10. TRANSFER AND REDEMPTION OF UNITS.

     (a) Initial Limited Partner. As of the day after trading commences, the
Initial Limited Partner may redeem his Unit for $1,000 and withdraw from the
Partnership.

     (b) Transfer. Each Limited Partner expressly agrees that he will not
assign, transfer or dispose of, by gift or otherwise, any of his Units of
Limited Partnership interest or any part or all of his right, title and
interest in the capital or profits of the Partnership without giving written
notice of the assignment, transfer or disposition to the General Partner and
that no assignment, transfer or disposition shall be effective against the
Partnership or the General Partner until the first day of the month next
succeeding the month in which the General Partner receives the written notice
described below. Any assignment, transfer or disposition by an assignee of
Units of Limited Partnership Interest of his interest in the capital or profits
of the Partnership shall not be effective against the Partnership or the
General Partner until the first day of the month next succeeding the month in
which the General Partner receives the written notice described below. If the
General Partner receives an opinion of counsel to the effect that a transfer
should be prohibited in order to protect against treatment as a publicly traded
partnership, such transfer shall be prohibited. Upon advice of counsel, the
General Partner shall eliminate or modify any restrictions on substitutions or
assignment at such time as the restriction is no longer necessary. If an
assignment, transfer or disposition occurs by reason of the death of a Limited
Partner or assignee, such written notice may be given by the duly authorized
representative of the estate of the Limited Partner or assignee and shall be
supported by such proof of legal authority and valid assignment as may
reasonably be requested by the General Partner. The written notice required by
this paragraph shall specify the name and residence address of the assignee,
the date of assignment, shall include a statement by the assignee that he
agrees to give the above-described written notice to the General Partner upon
any subsequent assignment, and shall be signed by the assignor and assignee.
----
▸ **TO-DO LIST**
1. From the transfer and redemption section, write out the part that opens with the words containing "(a) Initial Limited" and closes with "Partnership.".
2. Answer these questions from the transfer and redemption section:
(a) For what amount may the Initial Limited Partner redeem his Unit?
(b) Who may give the written notice when an assignment occurs by reason of the death of a Limited Partner or assignee?
(c) Who must sign the written notice?
3. Translate this sentence from the transfer and redemption section into Spanish: "If the General Partner receives an opinion of counsel to the effect that a transfer should be prohibited in order to protect against treatment as a publicly traded partnership, such transfer shall be prohibited."
Rely only on the transfer and redemption section for your answers.

▸ **Object point labels**
----
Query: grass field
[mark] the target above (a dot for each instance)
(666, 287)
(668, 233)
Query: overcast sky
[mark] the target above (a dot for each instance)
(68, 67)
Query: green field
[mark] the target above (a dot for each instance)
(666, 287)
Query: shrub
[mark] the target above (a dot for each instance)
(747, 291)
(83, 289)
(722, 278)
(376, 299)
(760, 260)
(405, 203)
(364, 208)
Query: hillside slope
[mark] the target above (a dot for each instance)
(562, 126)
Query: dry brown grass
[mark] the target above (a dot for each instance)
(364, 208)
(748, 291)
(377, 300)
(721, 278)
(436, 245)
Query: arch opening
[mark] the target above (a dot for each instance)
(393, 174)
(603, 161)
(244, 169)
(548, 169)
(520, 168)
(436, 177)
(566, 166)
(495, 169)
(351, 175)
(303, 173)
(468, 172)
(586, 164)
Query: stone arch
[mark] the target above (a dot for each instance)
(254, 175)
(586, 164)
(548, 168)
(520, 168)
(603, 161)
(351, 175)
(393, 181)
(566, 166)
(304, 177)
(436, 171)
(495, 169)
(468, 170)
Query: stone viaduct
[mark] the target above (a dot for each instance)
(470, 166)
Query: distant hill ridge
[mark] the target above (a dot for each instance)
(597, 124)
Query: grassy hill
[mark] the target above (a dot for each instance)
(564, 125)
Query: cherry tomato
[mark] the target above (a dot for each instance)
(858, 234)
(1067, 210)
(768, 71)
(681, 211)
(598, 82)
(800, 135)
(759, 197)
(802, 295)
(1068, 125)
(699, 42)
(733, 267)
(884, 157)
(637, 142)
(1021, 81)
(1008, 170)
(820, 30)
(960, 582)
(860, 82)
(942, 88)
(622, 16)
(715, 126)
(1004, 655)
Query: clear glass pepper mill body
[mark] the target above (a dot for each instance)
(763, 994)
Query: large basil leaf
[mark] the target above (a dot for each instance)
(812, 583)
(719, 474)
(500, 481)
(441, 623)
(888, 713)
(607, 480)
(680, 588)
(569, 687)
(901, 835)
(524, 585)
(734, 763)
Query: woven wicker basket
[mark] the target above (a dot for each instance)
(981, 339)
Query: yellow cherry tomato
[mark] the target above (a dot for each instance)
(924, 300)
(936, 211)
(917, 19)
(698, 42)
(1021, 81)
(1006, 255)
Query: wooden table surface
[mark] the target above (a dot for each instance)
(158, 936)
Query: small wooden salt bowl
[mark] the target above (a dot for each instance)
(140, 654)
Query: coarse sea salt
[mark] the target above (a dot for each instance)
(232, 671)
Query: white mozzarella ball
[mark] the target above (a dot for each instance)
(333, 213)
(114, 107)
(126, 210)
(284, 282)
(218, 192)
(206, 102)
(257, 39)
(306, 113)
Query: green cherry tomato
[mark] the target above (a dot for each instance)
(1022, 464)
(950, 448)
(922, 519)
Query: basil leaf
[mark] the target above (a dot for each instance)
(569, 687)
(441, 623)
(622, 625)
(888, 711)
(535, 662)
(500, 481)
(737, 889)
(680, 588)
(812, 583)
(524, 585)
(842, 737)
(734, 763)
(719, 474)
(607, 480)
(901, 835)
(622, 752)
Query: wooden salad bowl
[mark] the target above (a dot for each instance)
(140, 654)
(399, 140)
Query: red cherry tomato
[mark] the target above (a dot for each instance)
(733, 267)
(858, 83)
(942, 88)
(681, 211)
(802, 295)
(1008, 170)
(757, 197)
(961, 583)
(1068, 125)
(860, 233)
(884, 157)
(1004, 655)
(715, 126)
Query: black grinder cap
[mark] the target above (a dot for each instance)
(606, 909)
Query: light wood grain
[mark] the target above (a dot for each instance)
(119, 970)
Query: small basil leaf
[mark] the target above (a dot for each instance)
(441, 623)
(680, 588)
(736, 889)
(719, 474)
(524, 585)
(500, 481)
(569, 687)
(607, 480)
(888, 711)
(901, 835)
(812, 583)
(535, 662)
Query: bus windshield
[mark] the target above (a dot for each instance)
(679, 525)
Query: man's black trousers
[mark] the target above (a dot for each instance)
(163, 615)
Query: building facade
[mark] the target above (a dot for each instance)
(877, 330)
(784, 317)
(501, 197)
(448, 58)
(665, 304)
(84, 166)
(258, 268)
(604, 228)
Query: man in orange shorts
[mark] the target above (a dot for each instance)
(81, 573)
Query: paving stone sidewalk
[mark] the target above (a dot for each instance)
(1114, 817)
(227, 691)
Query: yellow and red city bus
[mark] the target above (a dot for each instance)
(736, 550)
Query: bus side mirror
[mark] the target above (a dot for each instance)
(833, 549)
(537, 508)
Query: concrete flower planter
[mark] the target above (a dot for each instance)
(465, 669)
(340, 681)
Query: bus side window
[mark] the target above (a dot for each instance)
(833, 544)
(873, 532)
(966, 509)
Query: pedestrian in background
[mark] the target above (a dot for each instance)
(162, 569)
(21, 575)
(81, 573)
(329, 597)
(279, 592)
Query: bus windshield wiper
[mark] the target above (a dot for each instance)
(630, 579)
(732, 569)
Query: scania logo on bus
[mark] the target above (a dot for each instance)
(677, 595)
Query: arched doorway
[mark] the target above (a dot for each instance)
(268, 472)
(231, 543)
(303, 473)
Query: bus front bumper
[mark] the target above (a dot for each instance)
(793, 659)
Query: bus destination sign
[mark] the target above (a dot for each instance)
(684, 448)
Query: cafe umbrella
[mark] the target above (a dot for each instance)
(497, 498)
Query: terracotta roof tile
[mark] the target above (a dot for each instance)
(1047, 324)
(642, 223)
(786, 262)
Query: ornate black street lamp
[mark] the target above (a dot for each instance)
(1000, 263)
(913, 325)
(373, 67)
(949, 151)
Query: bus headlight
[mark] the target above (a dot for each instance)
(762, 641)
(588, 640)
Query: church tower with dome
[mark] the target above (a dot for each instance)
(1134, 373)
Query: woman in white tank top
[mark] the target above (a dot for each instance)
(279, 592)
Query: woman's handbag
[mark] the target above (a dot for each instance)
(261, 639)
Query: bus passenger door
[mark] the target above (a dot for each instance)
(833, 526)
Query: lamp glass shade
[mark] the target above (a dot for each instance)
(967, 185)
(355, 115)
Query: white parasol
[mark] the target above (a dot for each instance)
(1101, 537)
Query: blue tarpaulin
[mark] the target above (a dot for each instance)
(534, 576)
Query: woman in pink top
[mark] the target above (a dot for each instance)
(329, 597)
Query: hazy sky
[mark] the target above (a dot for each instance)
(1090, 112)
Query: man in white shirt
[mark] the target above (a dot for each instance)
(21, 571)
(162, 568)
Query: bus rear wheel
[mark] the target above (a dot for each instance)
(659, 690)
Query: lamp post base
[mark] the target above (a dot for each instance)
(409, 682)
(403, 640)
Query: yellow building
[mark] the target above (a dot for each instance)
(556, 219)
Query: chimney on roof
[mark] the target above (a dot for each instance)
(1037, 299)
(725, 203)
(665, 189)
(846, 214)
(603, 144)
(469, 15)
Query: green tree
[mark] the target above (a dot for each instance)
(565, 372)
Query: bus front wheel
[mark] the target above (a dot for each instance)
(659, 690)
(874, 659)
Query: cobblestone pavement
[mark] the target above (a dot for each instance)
----
▸ **SOLUTIONS TO THE EXERCISE**
1.
(a) Initial Limited Partner. As of the day after trading commences, the
Initial Limited Partner may redeem his Unit for $1,000 and withdraw from the
Partnership.

2.
(a) $1,000
(b) The duly authorized representative of the estate of the Limited Partner or assignee
(c) The assignor and the assignee

3. Si el Socio General recibe una opinión de un abogado en el sentido de que una transferencia debe prohibirse para evitar el tratamiento como sociedad que cotiza en bolsa, dicha transferencia quedará prohibida.